■ Task brief:
Copy out the rows below without changes, starting at the line containing "every stone building" and ending with the line containing "302, 205], [121, 68, 201, 81]]", both of those lines included.

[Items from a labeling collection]
----------------------------------------

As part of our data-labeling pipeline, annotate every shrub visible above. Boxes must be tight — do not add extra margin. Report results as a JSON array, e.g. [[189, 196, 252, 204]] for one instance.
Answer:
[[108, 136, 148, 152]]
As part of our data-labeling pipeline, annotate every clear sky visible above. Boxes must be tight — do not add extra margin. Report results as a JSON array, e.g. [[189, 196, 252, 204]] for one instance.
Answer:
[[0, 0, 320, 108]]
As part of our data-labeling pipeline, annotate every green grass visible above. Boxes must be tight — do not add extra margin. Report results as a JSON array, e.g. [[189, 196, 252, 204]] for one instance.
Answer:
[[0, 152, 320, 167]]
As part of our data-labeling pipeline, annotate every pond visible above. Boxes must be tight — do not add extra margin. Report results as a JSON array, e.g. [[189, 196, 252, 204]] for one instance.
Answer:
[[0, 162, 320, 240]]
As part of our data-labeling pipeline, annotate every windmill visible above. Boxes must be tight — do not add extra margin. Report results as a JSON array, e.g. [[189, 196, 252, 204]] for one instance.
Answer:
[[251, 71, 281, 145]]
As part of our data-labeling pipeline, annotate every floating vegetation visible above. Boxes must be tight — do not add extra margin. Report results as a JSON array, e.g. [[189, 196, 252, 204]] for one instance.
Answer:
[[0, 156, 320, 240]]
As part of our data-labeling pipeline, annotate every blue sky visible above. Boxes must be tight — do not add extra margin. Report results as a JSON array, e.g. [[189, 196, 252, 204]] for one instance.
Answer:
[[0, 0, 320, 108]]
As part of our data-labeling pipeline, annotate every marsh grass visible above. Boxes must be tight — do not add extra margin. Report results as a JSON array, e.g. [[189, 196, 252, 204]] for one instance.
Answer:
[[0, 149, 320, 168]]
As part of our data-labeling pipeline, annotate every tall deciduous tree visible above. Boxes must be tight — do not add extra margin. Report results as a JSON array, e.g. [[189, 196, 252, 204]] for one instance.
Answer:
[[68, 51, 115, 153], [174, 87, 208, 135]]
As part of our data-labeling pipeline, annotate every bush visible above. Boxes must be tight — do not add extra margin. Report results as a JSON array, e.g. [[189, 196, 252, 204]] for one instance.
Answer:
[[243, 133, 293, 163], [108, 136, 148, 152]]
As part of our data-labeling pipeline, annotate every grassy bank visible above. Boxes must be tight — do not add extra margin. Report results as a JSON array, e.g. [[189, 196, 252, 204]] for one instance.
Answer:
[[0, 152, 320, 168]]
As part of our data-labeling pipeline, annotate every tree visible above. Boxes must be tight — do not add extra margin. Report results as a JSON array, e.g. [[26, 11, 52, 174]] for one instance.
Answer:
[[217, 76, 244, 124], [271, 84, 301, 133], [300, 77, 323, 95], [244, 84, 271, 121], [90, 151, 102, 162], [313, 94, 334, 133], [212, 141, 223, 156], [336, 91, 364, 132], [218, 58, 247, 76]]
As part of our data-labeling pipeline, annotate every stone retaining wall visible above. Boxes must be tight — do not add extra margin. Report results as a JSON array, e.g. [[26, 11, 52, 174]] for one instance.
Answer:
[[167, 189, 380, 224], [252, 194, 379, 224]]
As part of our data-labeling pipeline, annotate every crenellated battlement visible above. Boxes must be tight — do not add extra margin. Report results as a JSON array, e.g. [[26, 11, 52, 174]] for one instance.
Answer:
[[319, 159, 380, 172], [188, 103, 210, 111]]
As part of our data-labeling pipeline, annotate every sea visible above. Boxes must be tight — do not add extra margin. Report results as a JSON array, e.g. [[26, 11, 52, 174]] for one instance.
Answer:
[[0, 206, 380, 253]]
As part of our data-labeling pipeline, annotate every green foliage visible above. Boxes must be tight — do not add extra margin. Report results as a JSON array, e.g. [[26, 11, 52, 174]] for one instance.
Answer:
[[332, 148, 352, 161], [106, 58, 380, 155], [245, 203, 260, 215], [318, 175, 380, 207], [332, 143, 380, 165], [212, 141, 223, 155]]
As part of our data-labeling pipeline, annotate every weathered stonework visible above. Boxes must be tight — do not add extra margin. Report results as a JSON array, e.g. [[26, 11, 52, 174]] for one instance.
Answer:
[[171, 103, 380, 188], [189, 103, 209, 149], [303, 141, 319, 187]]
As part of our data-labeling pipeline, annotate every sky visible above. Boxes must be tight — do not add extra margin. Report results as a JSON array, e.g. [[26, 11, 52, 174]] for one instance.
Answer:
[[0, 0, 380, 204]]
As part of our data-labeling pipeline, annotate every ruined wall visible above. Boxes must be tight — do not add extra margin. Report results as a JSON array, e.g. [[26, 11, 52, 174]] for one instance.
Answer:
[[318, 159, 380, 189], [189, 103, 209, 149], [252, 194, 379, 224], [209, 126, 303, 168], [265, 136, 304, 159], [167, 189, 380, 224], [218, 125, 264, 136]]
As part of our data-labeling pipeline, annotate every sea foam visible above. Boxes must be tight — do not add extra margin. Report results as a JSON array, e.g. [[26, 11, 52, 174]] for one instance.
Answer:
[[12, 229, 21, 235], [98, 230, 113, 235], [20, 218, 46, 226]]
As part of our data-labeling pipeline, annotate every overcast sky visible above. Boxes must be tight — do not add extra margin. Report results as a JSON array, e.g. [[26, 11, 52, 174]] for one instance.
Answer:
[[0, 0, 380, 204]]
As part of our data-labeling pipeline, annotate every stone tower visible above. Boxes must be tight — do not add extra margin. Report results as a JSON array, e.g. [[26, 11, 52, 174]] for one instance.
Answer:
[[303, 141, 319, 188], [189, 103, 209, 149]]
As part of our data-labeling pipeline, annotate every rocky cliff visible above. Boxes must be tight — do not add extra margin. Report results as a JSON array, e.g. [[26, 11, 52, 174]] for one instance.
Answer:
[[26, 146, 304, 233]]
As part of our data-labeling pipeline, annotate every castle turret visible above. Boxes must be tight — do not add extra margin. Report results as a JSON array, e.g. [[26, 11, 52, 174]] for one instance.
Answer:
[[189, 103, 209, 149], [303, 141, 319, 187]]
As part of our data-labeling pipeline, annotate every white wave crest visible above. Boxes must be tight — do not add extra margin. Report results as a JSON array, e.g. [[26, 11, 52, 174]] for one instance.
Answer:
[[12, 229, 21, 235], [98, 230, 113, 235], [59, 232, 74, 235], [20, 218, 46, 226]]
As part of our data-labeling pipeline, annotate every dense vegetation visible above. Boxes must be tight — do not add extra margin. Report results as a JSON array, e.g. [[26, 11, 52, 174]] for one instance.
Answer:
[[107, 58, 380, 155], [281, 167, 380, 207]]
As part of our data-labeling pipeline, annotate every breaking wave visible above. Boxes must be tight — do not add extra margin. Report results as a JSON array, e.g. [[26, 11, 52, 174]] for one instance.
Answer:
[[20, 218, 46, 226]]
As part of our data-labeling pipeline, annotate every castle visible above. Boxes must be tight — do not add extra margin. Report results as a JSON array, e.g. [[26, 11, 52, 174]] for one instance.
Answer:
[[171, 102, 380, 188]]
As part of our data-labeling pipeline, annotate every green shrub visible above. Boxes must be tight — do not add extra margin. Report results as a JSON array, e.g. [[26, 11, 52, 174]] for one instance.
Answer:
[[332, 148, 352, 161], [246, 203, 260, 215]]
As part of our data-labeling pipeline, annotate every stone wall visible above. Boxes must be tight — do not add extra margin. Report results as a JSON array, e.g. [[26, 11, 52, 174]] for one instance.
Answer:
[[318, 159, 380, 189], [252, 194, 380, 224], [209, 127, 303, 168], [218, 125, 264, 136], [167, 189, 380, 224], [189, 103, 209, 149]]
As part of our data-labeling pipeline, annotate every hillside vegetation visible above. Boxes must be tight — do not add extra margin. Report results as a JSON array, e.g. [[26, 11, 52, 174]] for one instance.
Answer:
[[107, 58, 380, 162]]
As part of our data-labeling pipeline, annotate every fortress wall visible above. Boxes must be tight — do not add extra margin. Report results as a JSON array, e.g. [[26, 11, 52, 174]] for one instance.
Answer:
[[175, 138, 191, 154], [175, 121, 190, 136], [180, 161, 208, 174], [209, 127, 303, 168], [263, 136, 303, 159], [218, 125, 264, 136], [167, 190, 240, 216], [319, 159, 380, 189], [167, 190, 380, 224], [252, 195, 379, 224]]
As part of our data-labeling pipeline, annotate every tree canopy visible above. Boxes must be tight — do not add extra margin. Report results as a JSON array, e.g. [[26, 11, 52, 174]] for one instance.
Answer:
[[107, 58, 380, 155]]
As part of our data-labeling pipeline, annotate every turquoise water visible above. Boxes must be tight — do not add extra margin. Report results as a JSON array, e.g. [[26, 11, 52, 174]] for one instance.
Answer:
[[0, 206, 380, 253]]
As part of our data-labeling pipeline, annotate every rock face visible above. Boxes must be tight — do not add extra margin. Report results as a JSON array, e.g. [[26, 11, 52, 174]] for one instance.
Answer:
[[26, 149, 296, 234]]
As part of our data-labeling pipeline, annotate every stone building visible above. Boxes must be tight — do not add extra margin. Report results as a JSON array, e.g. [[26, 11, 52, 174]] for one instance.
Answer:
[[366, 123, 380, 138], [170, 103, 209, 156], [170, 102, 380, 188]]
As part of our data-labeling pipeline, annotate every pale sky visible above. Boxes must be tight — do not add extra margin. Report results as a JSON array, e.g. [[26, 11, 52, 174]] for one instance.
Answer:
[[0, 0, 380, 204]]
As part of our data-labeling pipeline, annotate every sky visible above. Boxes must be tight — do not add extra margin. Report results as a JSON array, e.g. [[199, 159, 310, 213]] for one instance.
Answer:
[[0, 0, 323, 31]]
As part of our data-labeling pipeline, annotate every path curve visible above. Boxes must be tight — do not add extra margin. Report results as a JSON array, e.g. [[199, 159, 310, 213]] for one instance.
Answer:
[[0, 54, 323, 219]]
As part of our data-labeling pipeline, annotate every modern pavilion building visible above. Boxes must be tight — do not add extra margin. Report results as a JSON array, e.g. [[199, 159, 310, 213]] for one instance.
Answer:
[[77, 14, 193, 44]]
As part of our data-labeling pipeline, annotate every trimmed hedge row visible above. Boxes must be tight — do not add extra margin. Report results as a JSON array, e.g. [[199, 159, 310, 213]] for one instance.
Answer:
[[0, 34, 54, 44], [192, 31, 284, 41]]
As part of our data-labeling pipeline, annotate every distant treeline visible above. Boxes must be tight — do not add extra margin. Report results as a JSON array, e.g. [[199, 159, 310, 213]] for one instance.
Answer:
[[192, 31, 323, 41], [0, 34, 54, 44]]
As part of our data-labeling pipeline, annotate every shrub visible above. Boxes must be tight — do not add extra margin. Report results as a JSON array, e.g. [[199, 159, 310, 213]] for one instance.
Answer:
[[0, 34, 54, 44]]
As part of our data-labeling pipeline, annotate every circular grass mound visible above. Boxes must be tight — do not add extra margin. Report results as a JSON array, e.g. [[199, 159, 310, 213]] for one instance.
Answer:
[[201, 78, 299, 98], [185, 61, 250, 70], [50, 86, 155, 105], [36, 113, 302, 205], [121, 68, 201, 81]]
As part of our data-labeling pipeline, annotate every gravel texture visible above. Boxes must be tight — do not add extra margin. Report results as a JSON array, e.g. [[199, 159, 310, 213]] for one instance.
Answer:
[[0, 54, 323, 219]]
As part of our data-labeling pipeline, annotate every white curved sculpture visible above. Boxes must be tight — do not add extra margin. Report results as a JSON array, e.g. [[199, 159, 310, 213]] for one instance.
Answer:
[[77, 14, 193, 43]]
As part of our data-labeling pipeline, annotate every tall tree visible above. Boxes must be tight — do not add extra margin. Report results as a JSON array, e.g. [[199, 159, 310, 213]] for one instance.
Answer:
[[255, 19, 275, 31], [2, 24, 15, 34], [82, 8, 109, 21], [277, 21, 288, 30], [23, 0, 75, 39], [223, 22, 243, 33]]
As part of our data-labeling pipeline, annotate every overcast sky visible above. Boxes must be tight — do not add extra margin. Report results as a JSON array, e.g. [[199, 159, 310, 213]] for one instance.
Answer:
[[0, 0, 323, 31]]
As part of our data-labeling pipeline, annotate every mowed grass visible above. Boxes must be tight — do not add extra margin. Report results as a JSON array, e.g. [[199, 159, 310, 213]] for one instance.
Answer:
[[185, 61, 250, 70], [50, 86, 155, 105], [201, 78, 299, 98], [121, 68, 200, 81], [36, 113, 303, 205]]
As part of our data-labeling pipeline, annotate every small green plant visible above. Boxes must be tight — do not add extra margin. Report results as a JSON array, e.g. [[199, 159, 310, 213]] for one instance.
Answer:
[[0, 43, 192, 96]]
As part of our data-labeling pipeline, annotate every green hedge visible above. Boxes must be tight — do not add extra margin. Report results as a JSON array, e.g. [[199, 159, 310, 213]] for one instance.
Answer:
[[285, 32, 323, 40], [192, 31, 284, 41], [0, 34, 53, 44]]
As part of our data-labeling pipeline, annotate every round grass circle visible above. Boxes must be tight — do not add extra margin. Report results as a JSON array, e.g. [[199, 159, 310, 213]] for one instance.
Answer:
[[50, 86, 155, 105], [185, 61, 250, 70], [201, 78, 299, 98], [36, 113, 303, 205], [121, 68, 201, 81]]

----------------------------------------

■ Complete output:
As part of our data-labeling pipeline, annotate every stone building visible above. Boxes must be tight — do not add extra margin. Report results as a JSON array, e.g. [[26, 11, 52, 174]] for one instance.
Answer:
[[366, 123, 380, 138], [170, 103, 209, 156], [170, 102, 380, 188]]
As part of our data-labeling pipeline, annotate every pale sky visible above. Boxes must be tight — do not add extra margin. Report results as a JSON array, e.g. [[26, 11, 52, 174]] for one instance.
Answer:
[[0, 0, 380, 204]]
As part of our data-labeling pipeline, annotate every sky visible above. Boxes must be tight — do not add extra margin. Report results as a JSON array, e.g. [[199, 159, 310, 213]] for one instance.
Answer:
[[0, 0, 323, 31]]
As part of our data-labeling pipeline, annotate every path curve visible above. Boxes must be tight — do not add extra margin. Report results as a JSON array, e.g. [[199, 159, 310, 213]] for one instance.
Answer:
[[0, 54, 323, 219]]
As part of our data-labeling pipeline, annotate every modern pavilion building visible above. Boxes must be tight — do not add extra margin. Report results as a JSON array, e.g. [[199, 159, 310, 213]] for one instance.
Answer:
[[77, 14, 193, 44]]
As part of our data-labeling pipeline, annotate every trimmed hedge row visible above. Boxes must be tight — do not add extra margin. Report results as a JSON array, e.g. [[199, 159, 310, 213]] for one instance.
Answer:
[[0, 34, 54, 44], [192, 31, 284, 41]]
As part of our data-labeling pipeline, annotate every distant treeline visible above. Boxes must be tight — do not add extra margin. Report results as a JSON array, e.g. [[199, 159, 310, 213]] for one instance.
Answer:
[[192, 31, 323, 41], [0, 34, 54, 44]]
As part of our data-labeling pipeline, annotate every shrub visible above. Boxes must be tight — do not add extra margin. Report results as a JSON array, e.g. [[199, 159, 310, 213]] for one instance.
Answer:
[[0, 34, 54, 44]]
As part of our data-labeling pipeline, annotate every circular grass mound visible above. Boxes must be tight — do not add extra margin. Report results as a JSON array, e.g. [[199, 159, 310, 213]] for one instance.
Answer:
[[201, 78, 299, 98], [185, 61, 250, 70], [50, 86, 155, 105], [36, 113, 302, 205], [121, 68, 201, 81]]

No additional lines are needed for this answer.